▶ _SHORT PROBLEM A_
Answer these about the forum thread on Lupine lights, one line each:
(i) Which hi-fi brand does the first post compare Lupine to?
(ii) What does the lamp do when it senses that it is overheating?
(iii) What weight range do Lupine's seven batteries span?
▶ _SHORT PROBLEM B_
Pick up the forum thread on Lupine lights after its last line and continue it.

▶ _PAGE EXCERPT_

◆ ◆ ◆

Extremely bright (usually almost latest technology) and extremely small and light.
But too pricey for what they offer...
For "non specialists" (who not know better) quite the bomb, but most in here are experts on what is actual technology and price-to-value-ratio and thus ...

see it like: f.e. Bose for Hi-Fi: overpriced for what they offer, but a _brand name _known from and built for _followers_.
Lupine is totally the same in lights.


----------



## anotherocduser (Dec 26, 2012)

Hey Pecos, I did a review/impressions about the Piko 550 a while ago. I bought the new Wilma 2400 and will be posting my thoughts in a while too.

@ Mooreshire: I don't know where are you getting your information from? Lupine headlamps are also use for search/rescue, caving, etc. They can be used in any application really but have a great market for cyclists.

Light getting hot? yes, it means its transferring heat to the housing for cooling. Its meant to get hot and it is protected. If the lamp sense that is overheating, it will automatically step down the output to allow for cooling. They do not need moving air but will be more efficient in an environment that facilitates heat transfer (As in any device that produces heat)

Goes through heavy battery packs rather quickly?? I'm not sure what are you talking about here; I have Lupine batteries 4 years old still showing full capacity and I have had 5 lupine lights... Lupine offers 7 different batteries (that can be used with any of their lights BTW) that weigh from 47 grams(.7Ah) to 680 grams (that is the 17.5Ah) 
Oh BTW did you know that when your battery dies you can send it in for a 20% discount on the new battery!?

Low output? is 10 levels enough LOL?

You don't need to use the 100% setting all the time, you can set the output depending on the application. I can see why you would like to use 2400 lumens while crawling in a tight spot with 5 feet of straight line! (that is where the 130 lumens setting works wonders;-)

Lastly, have you seen how wide their 26 degree "spot" is? Wilma and Betty have very good throw and wide enough that you don't feel in a "tunnel"

@Yellow: what other light do you suggest? are there other brands that offer as much?
Overpriced is a subjective term I think. Remember that warranty, support and don't forget that Lupine offers DIY upgrades so you don't get behind in the "lumen war" and your lamp is up to date ;-)

Sorry to sound like a fanboy but I am; I have had nothing but great experiences!
Cheers


----------



## moozooh (Dec 27, 2012)

◆ ◆ ◆

▶ _INFORMATION SHOWN_
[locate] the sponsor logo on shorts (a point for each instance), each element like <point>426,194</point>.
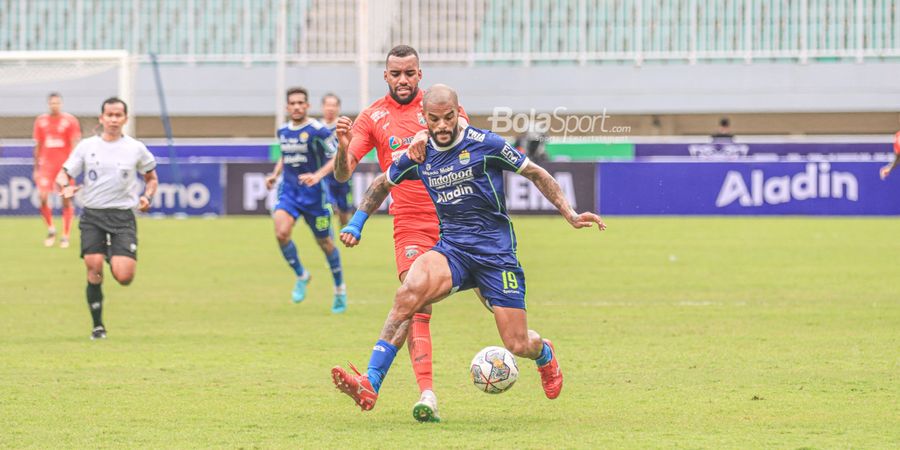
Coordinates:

◆ ◆ ◆

▶ _EXPECTED OUTPUT A_
(i) Bose.
(ii) It automatically steps down the output to allow for cooling.
(iii) From 47 grams (.7Ah) to 680 grams (17.5Ah).

▶ _EXPECTED OUTPUT B_
yellow said:


> see it like: f.e. Bose for Hi-Fi: overpriced for what they offer, but a _brand name _known from and built for _followers_.
> Lupine is totally the same in lights.



I wouldn't compare Lupine to Bose. These are two completely different shades of being overpriced, not at all the same.

Lupine are on top of its class. No other company makes headlamps this bright and this advanced at the same time (read their specs!) as a volume product, and they occupy a particular niche—cyclist headlamps. In this sense, you're paying for having the very best you can have for that money, and beating Lupine on their turf would be very hard.

Bose are overpriced but also _outperformed_ by most companies geared towards professional use (which isn't hard, as Bose is aimed towards consumers first and foremost, not professionals). When you're paying for Bose it just means you don't know better—but there _is_ better; people with experience and knowledge of professional audio setups understand that. If I were to compare Lupine with a similarly overpriced audio manufacturer, it would probably be Stax. They're indeed better than top-of-the-line dynamic headphones in particular respects, but not 5–6 times better as the pricing may suggest...


----------



## Mooreshire (Dec 27, 2012)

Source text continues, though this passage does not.